WHAT THE EXERCISE ASKS> Write out the entries, please, from the line containing "sock in the photo above." through their final line, exactly and with nothing else.

Items from a data source>
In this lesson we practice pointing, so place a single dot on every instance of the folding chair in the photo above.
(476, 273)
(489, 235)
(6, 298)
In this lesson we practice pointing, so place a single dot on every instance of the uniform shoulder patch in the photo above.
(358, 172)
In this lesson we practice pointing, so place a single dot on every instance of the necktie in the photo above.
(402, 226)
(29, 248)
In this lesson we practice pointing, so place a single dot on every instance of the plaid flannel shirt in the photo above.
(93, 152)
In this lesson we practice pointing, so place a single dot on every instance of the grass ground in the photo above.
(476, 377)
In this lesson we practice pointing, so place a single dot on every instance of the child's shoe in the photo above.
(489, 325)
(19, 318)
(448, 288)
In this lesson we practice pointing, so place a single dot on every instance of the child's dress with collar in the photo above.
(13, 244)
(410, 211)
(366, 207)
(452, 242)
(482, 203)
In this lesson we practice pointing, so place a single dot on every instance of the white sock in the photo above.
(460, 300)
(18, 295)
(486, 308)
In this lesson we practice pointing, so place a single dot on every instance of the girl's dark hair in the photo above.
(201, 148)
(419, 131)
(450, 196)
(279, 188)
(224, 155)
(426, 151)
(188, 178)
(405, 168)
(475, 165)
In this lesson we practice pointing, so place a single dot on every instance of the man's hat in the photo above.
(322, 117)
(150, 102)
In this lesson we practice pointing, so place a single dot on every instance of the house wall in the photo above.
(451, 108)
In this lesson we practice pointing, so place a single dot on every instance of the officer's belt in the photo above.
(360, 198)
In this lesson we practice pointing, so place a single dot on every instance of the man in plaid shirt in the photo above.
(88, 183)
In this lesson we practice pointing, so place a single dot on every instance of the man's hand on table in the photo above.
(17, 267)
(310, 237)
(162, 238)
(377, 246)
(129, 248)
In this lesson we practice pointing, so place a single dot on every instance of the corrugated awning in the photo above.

SOLVED PROBLEM>
In this lesson we practice pointing, so place a single dot on every instance of the white sock in the photo above.
(460, 300)
(18, 295)
(486, 308)
In this lesson we practice pointing, so place a single dot on every instance of the girl's dark hair in the photo above.
(201, 148)
(419, 131)
(450, 196)
(279, 188)
(224, 155)
(426, 151)
(188, 178)
(405, 168)
(475, 165)
In this lesson we practice pointing, so place a single dot on every instance of the man's hat in the photo above.
(322, 117)
(150, 102)
In this lesson we practice pointing, so place a single dot on every instance of the house wall in the photo above.
(451, 108)
In this lesson we practice pointing, so place a single dot on every instance of the officer's belt in the photo above.
(360, 198)
In this lesson we practice pointing, so place a single dot on every instance of the man in plaid shirt in the photo above.
(88, 183)
In this lesson we practice pointing, so place a single dot on every instance of the man's hand on table in the photo above.
(17, 267)
(310, 237)
(162, 238)
(377, 246)
(129, 248)
In this lesson we practice pointing, so place a single dot on every instance of the corrugated awning in the photo above.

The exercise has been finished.